◆ What to do:
Locate each line of the listing below that contains the string "blue" and copy those lines out. Only matches with the same upper- and lowercase letters count.

◆ Material to process:
****

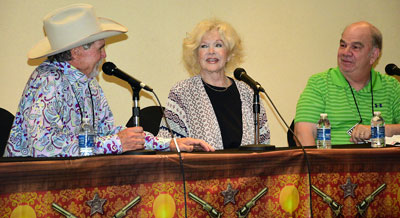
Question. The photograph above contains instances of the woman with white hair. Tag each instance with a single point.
(211, 105)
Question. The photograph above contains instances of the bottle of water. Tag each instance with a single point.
(323, 132)
(86, 138)
(377, 131)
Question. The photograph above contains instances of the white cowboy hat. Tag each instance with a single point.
(73, 26)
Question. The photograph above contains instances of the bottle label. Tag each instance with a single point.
(377, 132)
(323, 134)
(86, 141)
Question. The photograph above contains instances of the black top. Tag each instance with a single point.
(228, 110)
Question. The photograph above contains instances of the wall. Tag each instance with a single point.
(285, 42)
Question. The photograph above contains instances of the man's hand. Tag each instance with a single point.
(361, 133)
(132, 138)
(190, 144)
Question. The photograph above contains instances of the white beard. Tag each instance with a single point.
(96, 69)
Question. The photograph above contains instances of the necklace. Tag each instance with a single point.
(215, 88)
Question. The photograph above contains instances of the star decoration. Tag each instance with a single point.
(96, 205)
(229, 194)
(348, 188)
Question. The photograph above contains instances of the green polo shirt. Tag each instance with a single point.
(328, 92)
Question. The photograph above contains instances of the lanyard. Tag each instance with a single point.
(355, 101)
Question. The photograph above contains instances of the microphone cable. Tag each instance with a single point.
(178, 150)
(301, 145)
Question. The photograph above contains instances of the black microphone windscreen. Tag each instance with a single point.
(238, 73)
(108, 68)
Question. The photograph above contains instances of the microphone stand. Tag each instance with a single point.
(256, 110)
(136, 108)
(136, 120)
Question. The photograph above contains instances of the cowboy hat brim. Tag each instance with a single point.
(108, 28)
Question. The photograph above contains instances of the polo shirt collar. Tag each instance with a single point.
(339, 80)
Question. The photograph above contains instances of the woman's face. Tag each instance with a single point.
(212, 53)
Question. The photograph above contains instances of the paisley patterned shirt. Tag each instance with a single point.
(56, 99)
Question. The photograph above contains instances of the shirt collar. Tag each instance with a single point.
(72, 74)
(339, 80)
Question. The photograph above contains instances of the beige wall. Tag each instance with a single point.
(285, 42)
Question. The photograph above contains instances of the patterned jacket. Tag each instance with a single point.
(56, 98)
(189, 113)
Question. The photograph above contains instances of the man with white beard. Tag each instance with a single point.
(63, 91)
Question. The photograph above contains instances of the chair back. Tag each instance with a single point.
(290, 137)
(6, 121)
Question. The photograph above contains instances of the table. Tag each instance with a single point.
(225, 180)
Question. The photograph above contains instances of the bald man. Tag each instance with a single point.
(351, 92)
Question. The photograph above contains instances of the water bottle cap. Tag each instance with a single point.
(377, 113)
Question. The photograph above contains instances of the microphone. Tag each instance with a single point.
(240, 74)
(110, 69)
(392, 69)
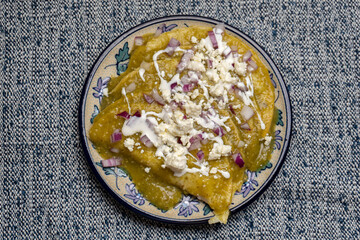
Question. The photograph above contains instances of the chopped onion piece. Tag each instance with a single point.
(227, 52)
(188, 87)
(247, 56)
(195, 145)
(213, 39)
(145, 65)
(173, 105)
(173, 85)
(124, 114)
(114, 150)
(137, 114)
(159, 30)
(116, 136)
(196, 138)
(150, 124)
(157, 97)
(218, 130)
(247, 112)
(131, 87)
(232, 109)
(252, 66)
(111, 162)
(185, 59)
(200, 154)
(209, 63)
(219, 28)
(138, 41)
(146, 141)
(245, 126)
(148, 98)
(238, 159)
(204, 141)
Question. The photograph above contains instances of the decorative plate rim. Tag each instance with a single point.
(265, 55)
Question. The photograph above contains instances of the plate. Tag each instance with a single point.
(113, 62)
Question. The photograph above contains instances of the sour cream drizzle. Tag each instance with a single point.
(123, 91)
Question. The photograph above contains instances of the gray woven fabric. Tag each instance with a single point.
(49, 192)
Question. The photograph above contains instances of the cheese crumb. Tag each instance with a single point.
(129, 144)
(194, 39)
(267, 140)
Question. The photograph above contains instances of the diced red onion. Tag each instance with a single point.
(247, 112)
(196, 138)
(145, 65)
(185, 59)
(146, 141)
(173, 105)
(111, 162)
(188, 87)
(200, 154)
(213, 39)
(243, 88)
(204, 141)
(247, 56)
(116, 136)
(204, 115)
(131, 87)
(150, 124)
(159, 30)
(218, 130)
(194, 76)
(157, 97)
(209, 63)
(234, 49)
(252, 66)
(114, 150)
(195, 145)
(124, 114)
(137, 114)
(227, 52)
(173, 85)
(232, 109)
(131, 121)
(139, 41)
(245, 126)
(238, 159)
(148, 98)
(221, 27)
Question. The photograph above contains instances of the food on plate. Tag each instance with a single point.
(192, 112)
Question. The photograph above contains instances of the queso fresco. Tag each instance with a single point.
(192, 112)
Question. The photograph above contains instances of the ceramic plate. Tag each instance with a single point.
(113, 62)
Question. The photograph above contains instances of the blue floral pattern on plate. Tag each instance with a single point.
(187, 206)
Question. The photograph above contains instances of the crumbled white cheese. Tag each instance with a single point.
(106, 92)
(213, 170)
(129, 144)
(192, 109)
(219, 150)
(240, 68)
(267, 140)
(196, 66)
(194, 94)
(194, 39)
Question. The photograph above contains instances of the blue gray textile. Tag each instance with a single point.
(49, 192)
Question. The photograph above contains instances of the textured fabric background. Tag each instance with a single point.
(47, 189)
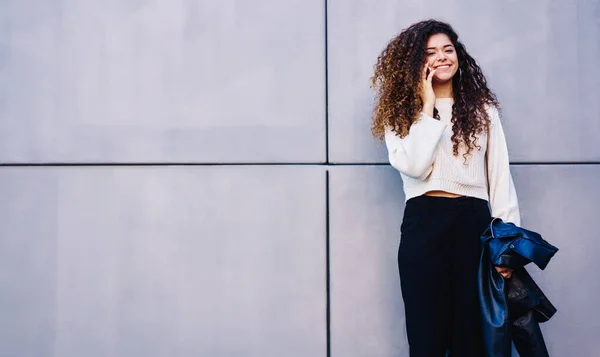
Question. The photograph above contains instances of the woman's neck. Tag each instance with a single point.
(443, 90)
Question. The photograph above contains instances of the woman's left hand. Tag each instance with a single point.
(505, 272)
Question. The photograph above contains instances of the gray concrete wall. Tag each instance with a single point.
(197, 178)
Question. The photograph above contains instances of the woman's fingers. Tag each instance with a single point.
(430, 77)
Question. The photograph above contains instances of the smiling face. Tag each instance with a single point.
(441, 55)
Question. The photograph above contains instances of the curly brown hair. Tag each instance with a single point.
(397, 82)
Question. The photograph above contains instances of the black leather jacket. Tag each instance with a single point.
(512, 308)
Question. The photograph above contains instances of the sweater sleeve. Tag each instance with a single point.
(414, 154)
(503, 196)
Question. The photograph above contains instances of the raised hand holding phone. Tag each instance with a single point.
(427, 93)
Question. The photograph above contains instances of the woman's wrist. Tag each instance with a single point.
(428, 109)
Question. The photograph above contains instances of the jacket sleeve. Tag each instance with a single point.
(414, 154)
(503, 196)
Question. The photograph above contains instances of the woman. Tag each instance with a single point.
(442, 129)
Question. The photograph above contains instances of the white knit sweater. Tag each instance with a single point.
(426, 162)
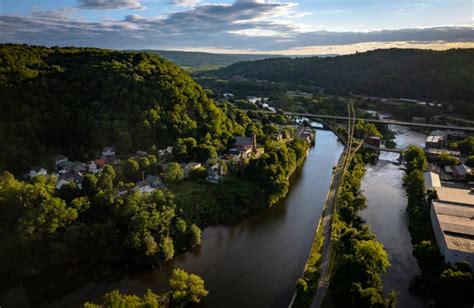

****

◆ Exercise answer:
Question. The photograph above contains instances of the blue floral pattern on plate. Tag each instance with a single point.
Question. The photograph above contains instances of the blue gray textile. Tag each instance with a single point.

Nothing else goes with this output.